# Provided data
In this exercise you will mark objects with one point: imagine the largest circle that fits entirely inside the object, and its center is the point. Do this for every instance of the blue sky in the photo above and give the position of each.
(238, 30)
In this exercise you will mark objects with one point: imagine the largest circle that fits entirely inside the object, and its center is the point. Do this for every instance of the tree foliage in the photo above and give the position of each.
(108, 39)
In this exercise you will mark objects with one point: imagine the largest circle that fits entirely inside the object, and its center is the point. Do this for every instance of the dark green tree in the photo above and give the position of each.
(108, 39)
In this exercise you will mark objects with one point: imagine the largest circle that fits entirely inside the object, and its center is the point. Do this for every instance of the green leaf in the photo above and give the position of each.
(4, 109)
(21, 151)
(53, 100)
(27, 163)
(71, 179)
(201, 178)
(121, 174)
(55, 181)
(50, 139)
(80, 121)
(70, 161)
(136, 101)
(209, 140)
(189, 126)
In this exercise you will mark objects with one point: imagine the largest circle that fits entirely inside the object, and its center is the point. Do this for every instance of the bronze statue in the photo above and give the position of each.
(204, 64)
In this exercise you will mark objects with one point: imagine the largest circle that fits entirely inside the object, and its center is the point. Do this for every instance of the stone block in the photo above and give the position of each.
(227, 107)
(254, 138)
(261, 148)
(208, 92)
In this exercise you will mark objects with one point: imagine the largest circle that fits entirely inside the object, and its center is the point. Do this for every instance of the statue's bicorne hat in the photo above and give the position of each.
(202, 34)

# Directions for this task
Please turn the records above into a numbered list, one line each, leaving out any blank lines.

# Result of the exercise
1. In this exercise you will mark objects with one point: imagine the largest circle that fits entirely inside the object, and its center is the point. Do this for every instance of the blue sky in the photo above and give the position of each.
2. (238, 30)
3. In this exercise you will mark objects with one point: imagine the largest circle that fits entirely inside the object, and its center is the point. Do this for every instance of the tree foliage in the photo above and give the position of each.
4. (108, 39)
5. In this exercise you will mark objects with one point: imagine the largest circle that fits entirely inside the object, and its center is the point. Do this for every instance of the dark green tree in the photo above and give the position of each.
6. (108, 39)
7. In this exercise you will mark objects with one point: imagine the largest circle that fits entirely inside the object, and its center is the point. Do this for every instance of the green leaf in the photo above and give the position of each.
8. (4, 109)
9. (21, 151)
10. (53, 100)
11. (27, 163)
12. (71, 179)
13. (201, 178)
14. (121, 174)
15. (55, 181)
16. (50, 139)
17. (80, 121)
18. (70, 161)
19. (136, 101)
20. (209, 140)
21. (189, 126)
22. In this exercise you will mark objects with one point: imagine the largest circle that fits entirely inside the object, and its center is the point. Do this for every instance of the bronze statue in the photo above and give the position of each.
23. (204, 64)
24. In this exercise you will mark objects with one point: imagine the largest circle that fits entirely inside the object, and its center is the point. Do this for every instance of the stone block in the photo above and give the position of each.
25. (227, 107)
26. (254, 138)
27. (261, 148)
28. (208, 92)
29. In this exercise you will mark objects with one point: imagine the largest circle that fits entirely inside the object, and its center is the point. Do this for every instance of the statue's bicorne hat in the photo above and give the position of each.
30. (202, 34)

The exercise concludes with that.